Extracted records
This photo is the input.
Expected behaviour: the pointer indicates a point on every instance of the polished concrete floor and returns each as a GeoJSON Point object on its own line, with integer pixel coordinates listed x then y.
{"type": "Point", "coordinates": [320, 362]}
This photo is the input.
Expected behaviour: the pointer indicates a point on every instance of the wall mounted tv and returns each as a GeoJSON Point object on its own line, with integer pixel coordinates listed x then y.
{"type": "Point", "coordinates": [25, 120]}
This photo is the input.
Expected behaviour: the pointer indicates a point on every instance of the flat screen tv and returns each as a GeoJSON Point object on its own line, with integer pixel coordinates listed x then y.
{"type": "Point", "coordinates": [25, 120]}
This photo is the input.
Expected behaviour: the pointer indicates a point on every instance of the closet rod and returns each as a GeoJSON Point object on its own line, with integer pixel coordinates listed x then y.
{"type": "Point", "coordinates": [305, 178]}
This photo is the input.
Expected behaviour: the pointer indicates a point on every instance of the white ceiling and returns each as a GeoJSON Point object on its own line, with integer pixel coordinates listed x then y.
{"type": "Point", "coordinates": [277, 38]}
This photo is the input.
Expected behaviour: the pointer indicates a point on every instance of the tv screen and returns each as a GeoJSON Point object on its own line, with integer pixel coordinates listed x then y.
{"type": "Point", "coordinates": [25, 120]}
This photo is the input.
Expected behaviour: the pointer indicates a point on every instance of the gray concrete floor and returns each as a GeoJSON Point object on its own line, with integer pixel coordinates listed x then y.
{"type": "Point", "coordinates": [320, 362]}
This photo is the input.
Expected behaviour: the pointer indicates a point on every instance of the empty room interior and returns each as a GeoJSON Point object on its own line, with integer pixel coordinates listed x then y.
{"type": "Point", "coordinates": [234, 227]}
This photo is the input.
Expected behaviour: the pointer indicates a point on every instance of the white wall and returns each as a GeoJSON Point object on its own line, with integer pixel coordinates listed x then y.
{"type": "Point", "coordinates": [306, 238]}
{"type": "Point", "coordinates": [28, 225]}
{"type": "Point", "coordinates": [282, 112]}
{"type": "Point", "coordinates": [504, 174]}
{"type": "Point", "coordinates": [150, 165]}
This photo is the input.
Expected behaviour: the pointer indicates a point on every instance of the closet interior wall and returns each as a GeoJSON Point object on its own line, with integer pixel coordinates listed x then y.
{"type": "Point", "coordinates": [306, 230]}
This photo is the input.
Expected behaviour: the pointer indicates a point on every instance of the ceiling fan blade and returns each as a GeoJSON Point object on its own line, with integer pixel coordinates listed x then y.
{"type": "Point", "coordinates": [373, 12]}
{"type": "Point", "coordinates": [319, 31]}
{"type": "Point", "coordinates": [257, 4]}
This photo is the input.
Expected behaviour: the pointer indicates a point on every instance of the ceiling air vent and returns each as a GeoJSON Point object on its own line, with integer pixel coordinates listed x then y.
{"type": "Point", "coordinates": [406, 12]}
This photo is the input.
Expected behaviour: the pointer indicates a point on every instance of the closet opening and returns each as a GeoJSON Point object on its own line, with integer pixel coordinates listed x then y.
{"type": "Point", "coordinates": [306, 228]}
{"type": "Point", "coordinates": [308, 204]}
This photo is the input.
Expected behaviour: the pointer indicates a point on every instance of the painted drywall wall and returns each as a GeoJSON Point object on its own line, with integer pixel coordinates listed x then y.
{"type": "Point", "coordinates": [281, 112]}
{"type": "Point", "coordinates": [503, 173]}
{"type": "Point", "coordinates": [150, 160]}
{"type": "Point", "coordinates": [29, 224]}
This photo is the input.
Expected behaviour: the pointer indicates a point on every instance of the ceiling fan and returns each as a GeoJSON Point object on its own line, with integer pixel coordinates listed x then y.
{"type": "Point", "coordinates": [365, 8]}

_PROMPT_: Print all entries again, exactly.

_ANSWER SPACE_:
This photo is the input.
Expected behaviour: the pointer indicates a point on every instance of the polished concrete floor and returns each as a GeoJSON Point object on its own line, with integer pixel coordinates listed x then y.
{"type": "Point", "coordinates": [320, 362]}
This photo is the input.
Expected behaviour: the pointer indicates a point on every instance of the wall mounted tv and returns each as a GeoJSON Point object on its own line, with integer pixel coordinates listed x then y.
{"type": "Point", "coordinates": [25, 120]}
This photo is the input.
Expected behaviour: the pointer indicates a point on every instance of the flat screen tv and returns each as a GeoJSON Point object on its own line, with integer pixel coordinates listed x then y.
{"type": "Point", "coordinates": [25, 120]}
This photo is the input.
Expected behaviour: the pointer indicates a point on every instance of the closet rod and returns each as a GeoJSON Point object on its own line, with integer pixel coordinates listed x then y.
{"type": "Point", "coordinates": [305, 178]}
This photo is the input.
Expected behaviour: the pointer indicates a point on every instance of the white ceiling and returns each as a GeoJSON Point object on its own line, with integer pixel coordinates listed x then y.
{"type": "Point", "coordinates": [277, 38]}
This photo is the input.
Expected behaviour: the pointer indicates a point on every instance of the tv screen and returns each as a GeoJSON Point object on its own line, with integer pixel coordinates listed x then y.
{"type": "Point", "coordinates": [25, 120]}
This photo is the input.
Expected behaviour: the pointer indicates a point on every instance of the gray concrete floor and returns each as a GeoJSON Point object on its own line, with integer pixel coordinates listed x then y.
{"type": "Point", "coordinates": [320, 362]}
This photo is the input.
Expected behaviour: the pointer indicates a point on every instance of the empty room interior and returns each as a GeoJSON Point object on its own line, with integer pixel coordinates listed x then y.
{"type": "Point", "coordinates": [234, 227]}
This photo is the input.
Expected behaviour: the pointer indicates a point on every instance of the white wall and returns each as a GeoJSON Point object on its own line, with integer pixel coordinates listed x then y.
{"type": "Point", "coordinates": [306, 238]}
{"type": "Point", "coordinates": [28, 225]}
{"type": "Point", "coordinates": [282, 112]}
{"type": "Point", "coordinates": [504, 174]}
{"type": "Point", "coordinates": [150, 165]}
This photo is the input.
Expected behaviour: the pointer indicates a point on every instance of the closet interior wall and returns each as a GeoJSON Point object on its own line, with integer pixel coordinates listed x then y.
{"type": "Point", "coordinates": [306, 230]}
This photo is the input.
Expected behaviour: the pointer indicates a point on every instance of the ceiling fan blade and returns each as a GeoJSON Point object on its own line, with integer pixel coordinates listed x then y.
{"type": "Point", "coordinates": [373, 12]}
{"type": "Point", "coordinates": [319, 31]}
{"type": "Point", "coordinates": [257, 4]}
This photo is the input.
Expected behaviour: the pointer indicates a point on every instance of the ceiling air vent and returns each as a GeoJSON Point object on its own line, with integer pixel coordinates listed x then y.
{"type": "Point", "coordinates": [406, 12]}
This photo is the input.
Expected behaviour: the pointer indicates a point on every instance of the closet opening and returns each as a GeoJSON Point object on its own line, with integer pixel coordinates listed x then y.
{"type": "Point", "coordinates": [306, 228]}
{"type": "Point", "coordinates": [308, 204]}
This photo is the input.
Expected behaviour: the pointer indicates a point on every instance of the painted drywall wall and returns each as a GeoJSON Point object on its own line, with integer pixel coordinates listed x then y.
{"type": "Point", "coordinates": [281, 112]}
{"type": "Point", "coordinates": [503, 173]}
{"type": "Point", "coordinates": [150, 160]}
{"type": "Point", "coordinates": [29, 224]}
This photo is the input.
Expected behaviour: the pointer indicates a point on every instance of the ceiling fan and returns each as a GeoJSON Point object on its own line, with integer pixel coordinates listed x then y.
{"type": "Point", "coordinates": [365, 8]}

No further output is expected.